PASSAGE SHOWN:
Having such an intense focus on preserving and honoring the designs that defined the form (many of which have existed fundamentally unchanged since the 1920s) can make it wildly difficult to craft a unique voice within the idiom – which is why Chris Ferandez’s work is so impressive.
The tattoos Fernandez makes are firmly rooted in the past and to see his work is to see a piece of art divorced from time. Yet Fernandez’s work is instantly recognizable as his own and the personality he imparts upon the classic designs he so often interprets exists in uncanny harmony with his ability to stay true to the spirit of those designs. It’s a magic trick that musicians speak of when they discuss the rare breed of player that’s joined the proverbial One Note Club: Those you can recognize from hearing but one note. In the world of tattooing, Fernandez’s take on the classics is like that of a great blues or jazz player that carries the weight of tradition while letting their own personality have equal billing. For Fernandez, that magic trick has delivered him from apprenticeship and long term tenure starting at a startlingly young age at Miami, Florida’s premier shop, Ocho Placas Tattoo Company, to a station working alongside some of the best tattooers in the world at New York City’s hallowed Kings Avenue Tattoo – which is more than just an important shop adding to the Bowery’s rich tattoo history, but a cultural hub, repository of living history, and a gathering point for tattooing’s great innovators, elder statesmen, and rising stars. Its walls are covered in original works by the likes of Ed Hardy and Thom Devita and its books house rare, uncirculated flash by wildly influential artists like Daniel Higgs. It’s more than a tattoo studio: It’s the Bowery’s ink temple.
In the same way watch collectors appreciate that nuance and depth of detail can make all of the difference in the world from example to example and reference to reference, the nuance and detail that hides in plain sight in Fernandez’s work can be difficult to explain to the uninitiated. However, for those with a refined gaze, the little touches that make a Chris Fernandez tattoo unique, yet timeless, have earned him status within the industry as a rising star. And while he himself may scoff at the notion of stardom within the tattoo world, Fernandez’s books are consistently stacked for months with new and returning clients – many of whom have sought him out for big real estate projects like full sleeves or full back panels.
In this wide ranging interview, we get into Chris Fernandez’s head as an artist, discuss his path from graffiti artist and shop rat to a full time gig at one of the most important tattoo studios in the world, how a Rolex Submariner is the same as a Bert Grimm tiger, and what it means to be contributing to a new chapter of tattoo history in a place as important to the artform as the Lower East Side of New York City.
Tell us a little about how you entered the tattoo industry.

DIRECTIVES:
• 1. In the piece on tattoo artist Chris Fernandez, which Miami shop is named as the place where he apprenticed?
• 2. Carry on the interview with tattoo artist Chris Fernandez, starting right after its last line.

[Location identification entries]
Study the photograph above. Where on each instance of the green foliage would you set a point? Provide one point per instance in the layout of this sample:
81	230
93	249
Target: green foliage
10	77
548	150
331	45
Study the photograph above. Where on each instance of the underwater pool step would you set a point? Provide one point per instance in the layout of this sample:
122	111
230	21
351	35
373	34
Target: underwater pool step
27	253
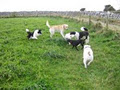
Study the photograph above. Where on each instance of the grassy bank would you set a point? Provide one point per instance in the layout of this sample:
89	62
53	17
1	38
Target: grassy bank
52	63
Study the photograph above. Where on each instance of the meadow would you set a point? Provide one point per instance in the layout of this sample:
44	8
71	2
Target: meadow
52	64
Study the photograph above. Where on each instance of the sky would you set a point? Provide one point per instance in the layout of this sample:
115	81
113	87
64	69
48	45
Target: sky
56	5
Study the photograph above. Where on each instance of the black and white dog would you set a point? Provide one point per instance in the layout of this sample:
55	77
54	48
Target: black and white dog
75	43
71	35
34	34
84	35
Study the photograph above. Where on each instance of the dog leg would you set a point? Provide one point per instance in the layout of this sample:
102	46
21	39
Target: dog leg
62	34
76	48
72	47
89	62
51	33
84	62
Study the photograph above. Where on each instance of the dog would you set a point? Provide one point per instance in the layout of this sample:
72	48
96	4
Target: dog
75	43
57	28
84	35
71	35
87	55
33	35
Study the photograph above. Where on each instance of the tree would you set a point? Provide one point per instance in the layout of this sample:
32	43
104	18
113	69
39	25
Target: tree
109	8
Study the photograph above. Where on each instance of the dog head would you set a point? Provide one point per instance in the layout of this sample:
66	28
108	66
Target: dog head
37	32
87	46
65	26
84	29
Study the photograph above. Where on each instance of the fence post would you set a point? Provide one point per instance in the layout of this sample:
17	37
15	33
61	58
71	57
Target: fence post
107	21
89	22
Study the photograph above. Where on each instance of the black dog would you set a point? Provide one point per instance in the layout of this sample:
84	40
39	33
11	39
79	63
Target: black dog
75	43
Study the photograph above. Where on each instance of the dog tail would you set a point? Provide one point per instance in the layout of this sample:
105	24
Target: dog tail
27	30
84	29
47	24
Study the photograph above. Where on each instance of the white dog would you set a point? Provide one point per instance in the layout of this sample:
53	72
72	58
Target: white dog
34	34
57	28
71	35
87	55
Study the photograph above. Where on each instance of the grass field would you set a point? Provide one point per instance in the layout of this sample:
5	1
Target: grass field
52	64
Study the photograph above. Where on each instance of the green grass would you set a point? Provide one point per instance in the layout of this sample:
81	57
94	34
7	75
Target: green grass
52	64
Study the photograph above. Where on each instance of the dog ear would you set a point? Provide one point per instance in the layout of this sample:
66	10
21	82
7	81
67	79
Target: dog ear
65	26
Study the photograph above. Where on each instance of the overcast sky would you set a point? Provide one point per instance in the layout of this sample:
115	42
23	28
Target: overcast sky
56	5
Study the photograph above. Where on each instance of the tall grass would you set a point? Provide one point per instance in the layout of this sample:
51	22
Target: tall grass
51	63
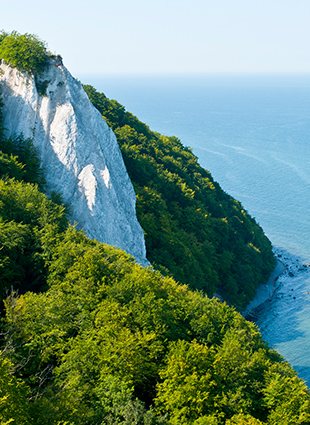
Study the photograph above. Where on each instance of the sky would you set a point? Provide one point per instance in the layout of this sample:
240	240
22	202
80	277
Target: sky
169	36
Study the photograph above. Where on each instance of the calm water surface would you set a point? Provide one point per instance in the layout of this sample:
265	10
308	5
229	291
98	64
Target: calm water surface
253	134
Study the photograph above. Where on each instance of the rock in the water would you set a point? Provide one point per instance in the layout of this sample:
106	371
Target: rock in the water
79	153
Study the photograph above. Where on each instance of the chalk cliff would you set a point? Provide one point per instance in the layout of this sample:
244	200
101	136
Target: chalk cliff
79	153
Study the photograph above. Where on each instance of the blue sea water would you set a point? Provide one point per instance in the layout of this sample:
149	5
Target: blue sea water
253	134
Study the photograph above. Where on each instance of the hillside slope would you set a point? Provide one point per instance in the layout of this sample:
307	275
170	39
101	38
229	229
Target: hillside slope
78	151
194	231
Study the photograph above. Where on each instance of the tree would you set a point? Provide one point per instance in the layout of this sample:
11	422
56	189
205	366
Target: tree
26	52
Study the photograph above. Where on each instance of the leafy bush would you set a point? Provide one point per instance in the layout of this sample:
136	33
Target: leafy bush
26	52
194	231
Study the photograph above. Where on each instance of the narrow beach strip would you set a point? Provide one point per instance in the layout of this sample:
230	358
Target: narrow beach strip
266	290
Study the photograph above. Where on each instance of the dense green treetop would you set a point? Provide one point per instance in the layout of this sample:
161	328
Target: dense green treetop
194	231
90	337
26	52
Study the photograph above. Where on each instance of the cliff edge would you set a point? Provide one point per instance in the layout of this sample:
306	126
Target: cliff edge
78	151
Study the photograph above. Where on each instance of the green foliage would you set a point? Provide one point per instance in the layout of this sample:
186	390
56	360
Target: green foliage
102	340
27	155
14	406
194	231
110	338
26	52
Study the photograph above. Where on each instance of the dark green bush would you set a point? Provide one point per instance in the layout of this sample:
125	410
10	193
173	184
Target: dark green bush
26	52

---

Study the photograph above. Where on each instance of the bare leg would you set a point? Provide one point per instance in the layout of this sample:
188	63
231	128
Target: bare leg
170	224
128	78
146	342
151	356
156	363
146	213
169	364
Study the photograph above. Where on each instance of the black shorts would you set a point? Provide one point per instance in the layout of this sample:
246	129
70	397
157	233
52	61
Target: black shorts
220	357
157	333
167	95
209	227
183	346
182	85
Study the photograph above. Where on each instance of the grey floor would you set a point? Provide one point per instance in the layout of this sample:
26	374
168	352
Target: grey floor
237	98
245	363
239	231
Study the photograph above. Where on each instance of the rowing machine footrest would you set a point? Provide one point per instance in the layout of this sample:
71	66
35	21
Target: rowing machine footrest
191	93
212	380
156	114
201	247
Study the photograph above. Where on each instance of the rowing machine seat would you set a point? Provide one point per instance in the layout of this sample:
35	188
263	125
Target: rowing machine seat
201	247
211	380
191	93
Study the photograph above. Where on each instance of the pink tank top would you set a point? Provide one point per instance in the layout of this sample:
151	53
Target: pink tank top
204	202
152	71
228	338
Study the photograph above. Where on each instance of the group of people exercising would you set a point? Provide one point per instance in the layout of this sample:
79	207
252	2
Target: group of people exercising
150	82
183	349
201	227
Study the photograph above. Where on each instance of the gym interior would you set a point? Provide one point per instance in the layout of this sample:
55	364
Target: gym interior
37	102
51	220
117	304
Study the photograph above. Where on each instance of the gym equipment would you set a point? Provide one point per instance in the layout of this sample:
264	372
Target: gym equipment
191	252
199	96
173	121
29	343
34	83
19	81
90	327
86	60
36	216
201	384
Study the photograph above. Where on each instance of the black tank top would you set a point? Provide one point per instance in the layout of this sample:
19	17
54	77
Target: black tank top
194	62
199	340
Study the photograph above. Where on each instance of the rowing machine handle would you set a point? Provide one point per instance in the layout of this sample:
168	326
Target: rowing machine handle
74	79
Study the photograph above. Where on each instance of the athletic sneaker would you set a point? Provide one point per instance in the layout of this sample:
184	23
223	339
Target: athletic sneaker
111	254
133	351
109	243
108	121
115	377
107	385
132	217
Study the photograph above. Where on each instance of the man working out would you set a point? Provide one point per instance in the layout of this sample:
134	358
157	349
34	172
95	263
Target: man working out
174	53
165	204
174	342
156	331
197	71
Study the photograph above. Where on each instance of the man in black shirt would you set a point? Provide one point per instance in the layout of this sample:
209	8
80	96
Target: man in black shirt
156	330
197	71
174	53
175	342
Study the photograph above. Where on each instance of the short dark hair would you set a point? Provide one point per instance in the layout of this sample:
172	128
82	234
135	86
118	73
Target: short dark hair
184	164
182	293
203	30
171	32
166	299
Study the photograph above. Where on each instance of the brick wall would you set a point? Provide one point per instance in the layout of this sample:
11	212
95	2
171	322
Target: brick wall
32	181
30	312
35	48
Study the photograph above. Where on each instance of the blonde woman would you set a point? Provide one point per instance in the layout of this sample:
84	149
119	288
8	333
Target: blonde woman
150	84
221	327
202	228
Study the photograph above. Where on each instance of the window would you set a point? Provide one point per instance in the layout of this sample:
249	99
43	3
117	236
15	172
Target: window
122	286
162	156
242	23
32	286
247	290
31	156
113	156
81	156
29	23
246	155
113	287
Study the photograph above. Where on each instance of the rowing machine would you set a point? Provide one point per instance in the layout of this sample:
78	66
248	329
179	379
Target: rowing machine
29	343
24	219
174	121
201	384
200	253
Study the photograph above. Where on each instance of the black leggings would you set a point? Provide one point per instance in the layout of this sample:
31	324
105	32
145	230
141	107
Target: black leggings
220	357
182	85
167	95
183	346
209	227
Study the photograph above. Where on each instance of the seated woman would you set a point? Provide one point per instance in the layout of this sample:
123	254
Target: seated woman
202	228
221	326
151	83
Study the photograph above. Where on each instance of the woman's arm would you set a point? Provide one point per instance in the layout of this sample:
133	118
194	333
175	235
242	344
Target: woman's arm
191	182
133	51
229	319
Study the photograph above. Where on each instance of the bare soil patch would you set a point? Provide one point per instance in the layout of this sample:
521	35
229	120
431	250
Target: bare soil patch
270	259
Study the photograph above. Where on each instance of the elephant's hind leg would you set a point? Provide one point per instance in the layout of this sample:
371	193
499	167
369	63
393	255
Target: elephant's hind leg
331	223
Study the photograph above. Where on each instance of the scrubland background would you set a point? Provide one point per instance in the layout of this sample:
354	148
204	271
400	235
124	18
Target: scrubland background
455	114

THE REPLIES:
• 1. Ocho Placas Tattoo Company.

• 2.
Chris Fernandez: Right before I turned 16, I really wanted to get my first tattoo. I had been hanging at Ocho Placas Tattoo Company in Miami a lot at the time and John Vale said he would do it, but my dad had to come in and sign off. My dad agreed and John did my first tattoo — which was a big oni on my shin. From that point on, I was legitimately in that shop every single day; I’d go get food for them, I’d run whatever errand I could just to have a reason to be at the shop. I’d run to get art supplies — anything. Eventually John Vale offered me an apprenticeship, but I was planning on going to art school for graphic design and illustration – so I initially turned John down because I thought I was going to be headed to school.
I learned a couple of months later that school was going to be too expensive and I didn’t get the scholarships that I’d applied for. I kept hanging around the shop and I was answering the phones, drawing flash off the walls, doing whatever I could to be involved while still painting graffiti and going to community college. John Vale asked me again if I was interested in apprenticing and I remember a friend who worked at the shop hit me up before and said “I think John might ask you again — don’t screw this up this time!” So in November of 2010, I started my apprenticeship at Ocho Placas working under John and Javier Betancourt. I apprenticed for a year and a half before I started tattooing, and I was tattooing clients by mid-January of 2012.
What about tattoos spoke to you first and loudest?
Realistically as a 16 year old kid, I just thought it was the coolest shit. I can’t really try to intellectualize what it was for me at that age. I think subconsciously, the power in the approach of Japanese traditional, American traditional — anything with a strong line holding it together got me. Something I realized much later is that the image itself — your art as a tattooer — has the ability to travel without you doing anything. I love that. If I make a painting, someone has to hang that thing on a wall and then get people to come and look at it or I have to put it somewhere that it’ll be seen. There has to be some kind of viewing context like an art show. When I do a tattoo, that thing is going to be seen every single day by somebody. That idea really grabbed me and when I painted graffiti, my favorite thing to paint was freight trains because I could go to the same spot in Hialeah every Sunday and paint five trains and in a month, I would go on Flickr or Photobucket and search my name and a photo would pop up of a train I painted that was in Ontario or Kansas or California. Those artworks would go on their own merry way and I never saw it again, but they were out there somewhere. It’s similar to tattoos in that there are thousands of tattoos that I’ve done that I will never see again, and I kind of like that. That tattoo is living its own life and being seen by people, and if I had a painting and I showed it in a gallery in New York or LA, it wouldn’t be seen by that many people. Even if I was really, really good.
Were you any good straight out-of-the-gate? Was it a prodigy situation?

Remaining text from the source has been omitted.